_FRAGEN ZUM MATERIAL_
(1) Stimmen die folgenden Aussagen mit dem Bericht über Tobias Werner überein? Antworten Sie jeweils mit Ja oder Nein und belegen Sie dies mit einem wörtlichen Zitat aus dem Bericht.
(a) Werner wurde in der 74. Minute eingewechselt.
(b) Der FCA hatte in der Bundesliga bereits einmal drei Spiele in Folge gewonnen.
(c) Werner steht seit 2008 beim FCA unter Vertrag.
(2) Führen Sie den Bericht über Tobias Werner im Anschluss an seinen letzten Satz fort.

Auch für Helden gibt es beim FC Augsburg keine Ausnahme. Als gestern um kurz vor elf Uhr die Reservisten des Bundesligisten ihre Torschussübungen absolvieren, ist auch Tobias Werner, 28, dabei. Dabei hatte Werner am Samstag kurz vor 17.15 Uhr in der SGL-Arena genau ins Schwarze getroffen.
Es lief die vorletzte Minute und es stand 1:1 zwischen dem FCA und dem SC Freiburg. Ein Ergebnis, mit dem beide Bundesligisten wohl hätten leben können, aber eine Mannschaft nicht leben wollte. So starteten die Gastgeber, angetrieben von ihren Fans, noch einmal einen Angriff. Tobias Werner, der in der 74. Minute eingewechselt worden war, bekam kurz vor dem Strafraum den Ball, sah einmal kurz hoch, zog mit seinem starken linken Fuß ab und der Ball flutschte flach unhaltbar für Freiburgs Torhüter Oliver Baumann zum 2:1-Siegtreffer ins Tor. „Als der Ball meinen Fuß verlassen hat, wusste ich schon, das ist ein gutes Ding“, sagte Werner später, als die Feierlichkeiten auf dem Rasen beendet waren. Und die dauerten etwas länger als gewöhnlich.
Für die Bundesliga eine Notiz, in Augsburg ein historischer Tag
Noch nie hat der FCA in der Bundesliga drei Spiele in Folge gewonnen, noch nie stand der FCA im nun dritten Jahr Erstklassigkeit so weit oben. Zudem hat er mit neun Punkten schon nach fünf Spieltagen so viele Punkte eingesammelt wie nach der gesamten Hinrunde 2012/13. In der Glitzerwelt der Bundesliga reicht es nur für eine kleine Notiz, für Augsburg hingegen ist es ein historischer Tag.
Und Tobias Werner spielt darin eine Hauptrolle. In Nürnberg eingewechselt, bereitet er den Siegtreffer von Kevin Vogt mit einem Schuss an den Pfosten vor, am Samstag zielte er noch besser. Trotzdem ist Werner keiner, der den Blick für die Realität verliert: „Wir haben uns in den letzten Wochen in einen Rausch gespielt. Es war aber nur ein kleiner Schritt auf dem Weg zum Klassenerhalt.“
So haben die Fans die Spieler bewertet
Dabei begann das Fußball-Jahr für den dienstältesten FCA-Profi alles andere als gut. Mit einer hartnäckigen Kniereizung musste er mehr oder weniger sechs Wochen pausieren. Eine harte Zeit für Werner. „Ich bin unheimlich froh, dass das Knie hält. Wenn man so lange ausfällt, holt man das in zehn Tagen nicht auf.“
Werner ging den steinigen Weg des FCA mit
Seit 2008 steht der Profi, der in Gera geboren ist, beim FCA unter Vertrag. Er gibt, wie sonst wohl nur Mittelfeldakteur Daniel Baier, der wundersamen Entwicklung des FC Augsburg vom belächelten Aufsteiger, dem man in der Bundesliga nur eine kurzes Haltbarkeitsdatum zutraute, hin zum ernst genommenen Mitglied, ein Gesicht. Denn Werner machte diesen steinigen Weg mit.

_GEZEIGTE ZEILEN_
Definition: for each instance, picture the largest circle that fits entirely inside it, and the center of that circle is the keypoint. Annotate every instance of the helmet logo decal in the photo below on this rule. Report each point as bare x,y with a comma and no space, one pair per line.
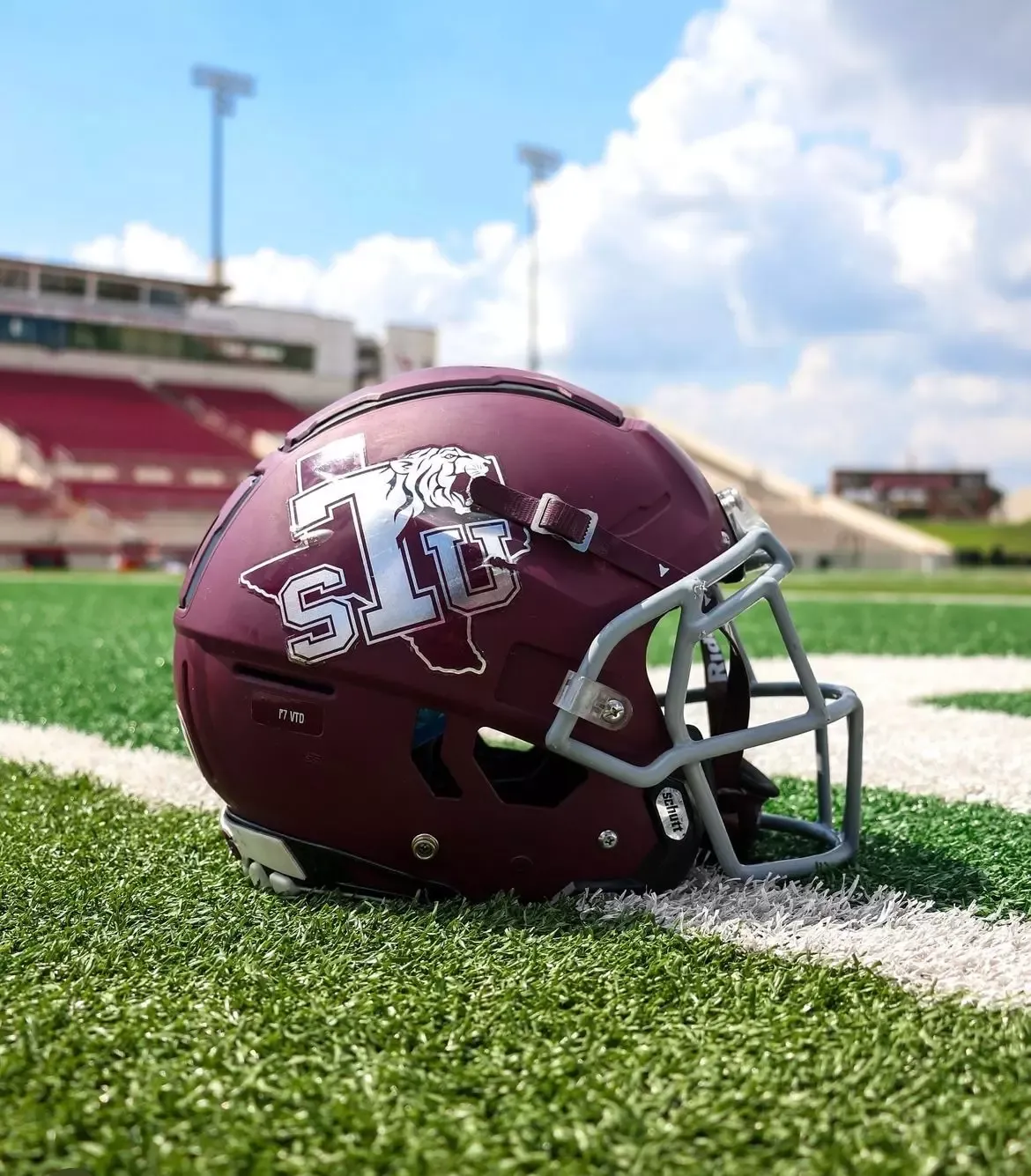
389,576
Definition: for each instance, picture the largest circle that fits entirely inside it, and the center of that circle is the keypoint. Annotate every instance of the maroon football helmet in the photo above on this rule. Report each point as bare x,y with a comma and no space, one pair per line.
411,653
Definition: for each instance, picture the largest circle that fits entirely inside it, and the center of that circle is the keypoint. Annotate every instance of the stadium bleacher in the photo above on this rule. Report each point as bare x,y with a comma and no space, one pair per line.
136,463
252,408
18,497
93,418
133,500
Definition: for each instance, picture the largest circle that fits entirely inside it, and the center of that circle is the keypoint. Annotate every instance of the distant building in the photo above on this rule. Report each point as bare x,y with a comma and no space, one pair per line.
84,322
130,406
918,493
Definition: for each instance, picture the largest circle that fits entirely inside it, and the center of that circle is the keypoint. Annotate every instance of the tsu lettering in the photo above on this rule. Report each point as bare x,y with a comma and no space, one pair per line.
389,576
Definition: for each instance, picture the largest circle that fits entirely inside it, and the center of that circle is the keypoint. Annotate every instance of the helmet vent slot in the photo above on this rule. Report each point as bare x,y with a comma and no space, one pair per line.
271,677
523,774
427,740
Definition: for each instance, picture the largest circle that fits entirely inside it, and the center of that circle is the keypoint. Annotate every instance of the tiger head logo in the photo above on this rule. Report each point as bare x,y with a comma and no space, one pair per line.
382,579
434,477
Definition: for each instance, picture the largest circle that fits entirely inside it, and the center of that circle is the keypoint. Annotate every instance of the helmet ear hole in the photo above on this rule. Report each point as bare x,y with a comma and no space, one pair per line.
523,774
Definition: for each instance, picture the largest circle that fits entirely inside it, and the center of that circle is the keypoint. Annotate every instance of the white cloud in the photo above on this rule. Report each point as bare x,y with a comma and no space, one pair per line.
814,242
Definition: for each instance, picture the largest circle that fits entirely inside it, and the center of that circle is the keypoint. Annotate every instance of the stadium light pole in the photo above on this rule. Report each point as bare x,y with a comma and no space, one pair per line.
225,88
542,164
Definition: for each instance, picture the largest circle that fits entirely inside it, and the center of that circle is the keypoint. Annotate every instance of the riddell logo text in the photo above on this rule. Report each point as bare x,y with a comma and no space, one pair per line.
715,660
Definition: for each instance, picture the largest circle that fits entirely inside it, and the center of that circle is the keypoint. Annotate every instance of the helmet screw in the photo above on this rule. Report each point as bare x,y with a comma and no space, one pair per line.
425,846
612,711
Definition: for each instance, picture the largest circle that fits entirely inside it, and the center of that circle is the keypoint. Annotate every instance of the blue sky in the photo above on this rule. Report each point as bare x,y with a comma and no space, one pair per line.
392,116
812,245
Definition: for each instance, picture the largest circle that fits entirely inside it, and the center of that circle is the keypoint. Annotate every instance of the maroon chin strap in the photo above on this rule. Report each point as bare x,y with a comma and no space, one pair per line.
549,515
740,789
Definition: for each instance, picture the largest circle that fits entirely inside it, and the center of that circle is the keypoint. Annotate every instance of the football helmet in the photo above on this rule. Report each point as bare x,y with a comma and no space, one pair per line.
411,653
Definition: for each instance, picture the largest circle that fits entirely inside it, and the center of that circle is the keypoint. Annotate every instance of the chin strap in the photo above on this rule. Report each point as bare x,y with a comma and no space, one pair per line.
549,515
740,788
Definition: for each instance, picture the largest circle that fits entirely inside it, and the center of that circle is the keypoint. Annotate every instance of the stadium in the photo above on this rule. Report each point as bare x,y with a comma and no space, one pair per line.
309,781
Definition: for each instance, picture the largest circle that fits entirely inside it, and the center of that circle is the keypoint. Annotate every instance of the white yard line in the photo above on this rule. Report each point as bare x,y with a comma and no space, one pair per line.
146,773
943,951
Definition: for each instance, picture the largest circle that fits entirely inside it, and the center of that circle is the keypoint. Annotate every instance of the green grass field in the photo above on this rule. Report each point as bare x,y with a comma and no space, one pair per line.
1013,539
161,1017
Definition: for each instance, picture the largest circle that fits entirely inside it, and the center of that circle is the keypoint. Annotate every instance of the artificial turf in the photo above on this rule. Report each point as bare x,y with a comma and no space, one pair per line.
1006,702
161,1017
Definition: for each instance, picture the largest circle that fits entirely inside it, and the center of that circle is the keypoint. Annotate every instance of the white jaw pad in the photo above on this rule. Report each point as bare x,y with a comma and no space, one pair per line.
263,848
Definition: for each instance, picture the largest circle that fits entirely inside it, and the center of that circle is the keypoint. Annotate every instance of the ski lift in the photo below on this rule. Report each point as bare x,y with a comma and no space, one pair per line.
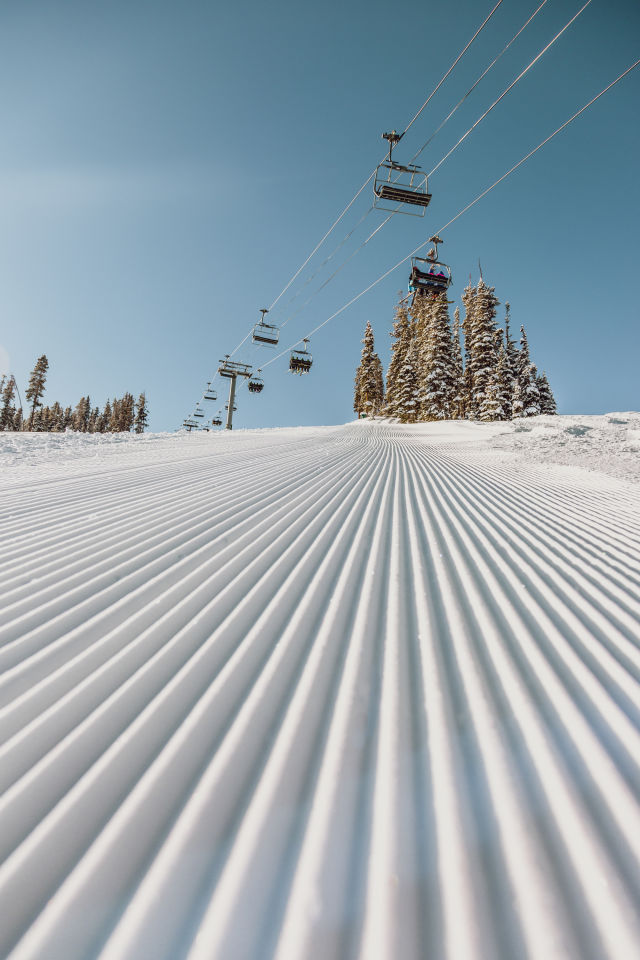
300,360
428,274
231,368
400,185
256,383
265,333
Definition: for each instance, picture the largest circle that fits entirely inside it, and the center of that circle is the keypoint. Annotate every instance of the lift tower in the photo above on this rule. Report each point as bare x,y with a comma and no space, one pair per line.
231,369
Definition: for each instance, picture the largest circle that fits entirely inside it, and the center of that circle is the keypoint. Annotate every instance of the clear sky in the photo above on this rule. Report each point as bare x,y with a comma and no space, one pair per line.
167,166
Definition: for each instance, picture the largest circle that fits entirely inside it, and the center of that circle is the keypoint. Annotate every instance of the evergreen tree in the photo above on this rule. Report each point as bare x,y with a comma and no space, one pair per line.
517,406
530,392
496,404
547,400
37,382
369,394
402,334
8,411
142,414
114,419
437,370
127,413
458,403
81,414
483,346
512,353
407,403
469,301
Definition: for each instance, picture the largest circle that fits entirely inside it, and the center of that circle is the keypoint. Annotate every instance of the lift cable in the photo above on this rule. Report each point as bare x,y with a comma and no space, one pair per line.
372,174
464,210
494,61
510,87
460,141
481,77
455,62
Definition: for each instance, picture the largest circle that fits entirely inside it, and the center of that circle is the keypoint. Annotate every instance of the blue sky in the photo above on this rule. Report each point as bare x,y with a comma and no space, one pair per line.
166,168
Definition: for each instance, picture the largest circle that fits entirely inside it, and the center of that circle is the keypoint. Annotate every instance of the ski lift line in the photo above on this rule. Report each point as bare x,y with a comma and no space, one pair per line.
329,279
481,77
540,145
328,259
510,87
464,210
318,245
372,174
455,62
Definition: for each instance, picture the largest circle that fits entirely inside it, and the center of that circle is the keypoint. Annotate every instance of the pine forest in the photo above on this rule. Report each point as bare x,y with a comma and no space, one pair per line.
469,369
119,415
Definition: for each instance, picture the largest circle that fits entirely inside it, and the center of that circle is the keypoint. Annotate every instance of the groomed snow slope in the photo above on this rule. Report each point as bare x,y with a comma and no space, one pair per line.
350,692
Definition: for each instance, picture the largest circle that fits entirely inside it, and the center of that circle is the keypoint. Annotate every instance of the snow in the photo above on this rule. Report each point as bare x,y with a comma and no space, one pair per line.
367,691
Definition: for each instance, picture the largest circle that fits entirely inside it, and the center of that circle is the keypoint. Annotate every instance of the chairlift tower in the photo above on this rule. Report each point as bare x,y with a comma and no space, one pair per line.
231,370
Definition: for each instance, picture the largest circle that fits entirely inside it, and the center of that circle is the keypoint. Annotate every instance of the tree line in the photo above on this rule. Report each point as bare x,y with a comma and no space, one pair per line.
122,414
471,370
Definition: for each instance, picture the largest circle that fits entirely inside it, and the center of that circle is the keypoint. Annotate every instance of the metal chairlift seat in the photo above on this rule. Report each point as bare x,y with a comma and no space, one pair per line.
434,280
300,361
232,368
265,333
396,184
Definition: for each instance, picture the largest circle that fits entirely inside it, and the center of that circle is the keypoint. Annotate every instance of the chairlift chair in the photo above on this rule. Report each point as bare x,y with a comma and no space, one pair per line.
429,276
265,333
256,383
400,185
300,361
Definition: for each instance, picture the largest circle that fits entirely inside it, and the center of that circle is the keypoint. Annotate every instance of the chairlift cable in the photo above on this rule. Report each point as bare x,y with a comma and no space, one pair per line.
455,62
372,174
510,87
464,210
481,77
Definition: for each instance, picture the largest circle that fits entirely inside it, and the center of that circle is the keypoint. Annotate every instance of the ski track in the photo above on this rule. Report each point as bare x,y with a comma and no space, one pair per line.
330,693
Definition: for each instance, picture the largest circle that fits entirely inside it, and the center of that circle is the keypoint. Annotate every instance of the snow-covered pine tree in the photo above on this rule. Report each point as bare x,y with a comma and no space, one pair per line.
437,372
458,403
127,414
483,346
81,414
114,419
357,393
547,399
402,333
496,404
142,413
56,417
531,394
7,411
517,406
407,403
368,387
469,301
511,371
37,382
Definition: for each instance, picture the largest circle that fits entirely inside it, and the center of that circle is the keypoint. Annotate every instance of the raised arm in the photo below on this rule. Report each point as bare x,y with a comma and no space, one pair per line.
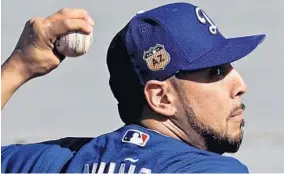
34,54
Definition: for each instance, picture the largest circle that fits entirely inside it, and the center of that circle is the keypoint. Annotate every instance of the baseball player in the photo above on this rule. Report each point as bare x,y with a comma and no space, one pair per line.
177,92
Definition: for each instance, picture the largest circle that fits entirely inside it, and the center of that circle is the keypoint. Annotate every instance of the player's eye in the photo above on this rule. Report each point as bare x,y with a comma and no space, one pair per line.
217,73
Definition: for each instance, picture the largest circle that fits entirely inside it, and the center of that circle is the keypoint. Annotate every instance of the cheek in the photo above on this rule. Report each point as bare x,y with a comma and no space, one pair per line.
211,107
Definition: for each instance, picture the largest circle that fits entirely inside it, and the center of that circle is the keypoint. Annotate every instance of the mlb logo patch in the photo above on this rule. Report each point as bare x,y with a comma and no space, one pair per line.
135,137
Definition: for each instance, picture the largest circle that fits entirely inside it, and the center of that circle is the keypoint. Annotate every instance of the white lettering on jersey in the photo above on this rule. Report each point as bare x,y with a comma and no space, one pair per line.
204,19
111,168
131,160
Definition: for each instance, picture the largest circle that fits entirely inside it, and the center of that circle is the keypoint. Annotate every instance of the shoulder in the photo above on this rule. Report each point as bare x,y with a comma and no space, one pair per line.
202,162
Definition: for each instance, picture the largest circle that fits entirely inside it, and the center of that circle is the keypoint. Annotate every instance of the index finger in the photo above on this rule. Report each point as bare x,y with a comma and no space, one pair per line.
71,13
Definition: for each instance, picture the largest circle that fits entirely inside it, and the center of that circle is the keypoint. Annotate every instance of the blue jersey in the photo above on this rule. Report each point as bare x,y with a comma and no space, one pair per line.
130,149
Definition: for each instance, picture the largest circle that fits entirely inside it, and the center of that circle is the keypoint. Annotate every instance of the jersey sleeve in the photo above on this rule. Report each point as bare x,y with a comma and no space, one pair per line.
202,164
35,158
215,165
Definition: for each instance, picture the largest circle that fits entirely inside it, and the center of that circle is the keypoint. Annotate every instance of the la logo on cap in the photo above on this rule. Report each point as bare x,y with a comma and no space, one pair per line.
157,58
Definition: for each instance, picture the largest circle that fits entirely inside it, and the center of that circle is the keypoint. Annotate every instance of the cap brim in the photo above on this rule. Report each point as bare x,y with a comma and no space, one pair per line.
229,51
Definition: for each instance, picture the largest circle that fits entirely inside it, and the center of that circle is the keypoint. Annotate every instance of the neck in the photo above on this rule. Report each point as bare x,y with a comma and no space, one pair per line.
170,128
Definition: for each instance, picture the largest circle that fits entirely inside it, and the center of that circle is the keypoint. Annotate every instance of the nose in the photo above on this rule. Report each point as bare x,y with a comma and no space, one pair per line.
239,86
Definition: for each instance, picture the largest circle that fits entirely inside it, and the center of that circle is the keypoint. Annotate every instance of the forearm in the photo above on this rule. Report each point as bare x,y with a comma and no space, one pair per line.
13,76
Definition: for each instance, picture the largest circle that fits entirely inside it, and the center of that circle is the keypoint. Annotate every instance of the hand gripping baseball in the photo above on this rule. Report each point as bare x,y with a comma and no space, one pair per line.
35,49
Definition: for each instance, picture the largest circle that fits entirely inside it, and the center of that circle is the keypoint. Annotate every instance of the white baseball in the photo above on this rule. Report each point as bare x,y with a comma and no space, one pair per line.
74,44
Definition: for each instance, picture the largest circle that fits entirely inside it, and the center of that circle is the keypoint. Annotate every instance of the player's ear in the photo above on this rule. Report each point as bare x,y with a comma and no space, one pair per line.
159,97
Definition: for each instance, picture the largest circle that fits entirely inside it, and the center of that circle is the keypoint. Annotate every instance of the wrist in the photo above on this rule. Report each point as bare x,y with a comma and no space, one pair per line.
15,68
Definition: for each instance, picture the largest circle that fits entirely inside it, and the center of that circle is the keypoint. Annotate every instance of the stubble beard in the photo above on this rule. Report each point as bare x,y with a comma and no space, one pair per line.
214,141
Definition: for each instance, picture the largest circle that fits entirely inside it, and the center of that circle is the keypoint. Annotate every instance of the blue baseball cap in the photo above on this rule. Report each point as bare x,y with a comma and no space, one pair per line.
158,43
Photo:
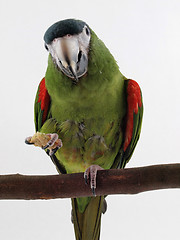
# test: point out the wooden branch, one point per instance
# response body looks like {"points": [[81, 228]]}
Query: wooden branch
{"points": [[126, 181]]}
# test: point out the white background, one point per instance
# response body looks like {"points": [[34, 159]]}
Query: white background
{"points": [[144, 37]]}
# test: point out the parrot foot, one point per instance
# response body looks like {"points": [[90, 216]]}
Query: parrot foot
{"points": [[49, 141], [91, 174]]}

_IHRE ANTWORTEN_
(1)
(a) Ja: „der in der 74. Minute eingewechselt worden war“
(b) Nein: „Noch nie hat der FCA in der Bundesliga drei Spiele in Folge gewonnen“
(c) Ja: „Seit 2008 steht der Profi, der in Gera geboren ist, beim FCA unter Vertrag.“

(2)
Er ist keiner der extrovertierten Bundesliga-Profis mit auffälligem Auto und schlagzeilenträchtigen Privatleben. Zusammen mit Freundin Chris und Töchterchen Emily lebt er in der Gögginger Schafweidsiedlung ein fast schon unauffällig spießiges Leben, so wie die meisten FCA-Fans eben auch. Und darum lieben sie ihn. Als er eingewechselt wurde, hallten die Tobi-Werner-Sprechchöre durch das Stadion. „Normalerweise schreien die Fans ja den Namen der Ausgewechselten. Das tut schon gut“, sagt er.
Dabei schien der Linksfuß auf dem Weg von Liga zwei in die Bundesliga hängen zu bleiben. „Ich hatte unter Jos Luhukay eine harte Zeit und habe daran gedacht zu wechseln“, verriet Werner am Samstag.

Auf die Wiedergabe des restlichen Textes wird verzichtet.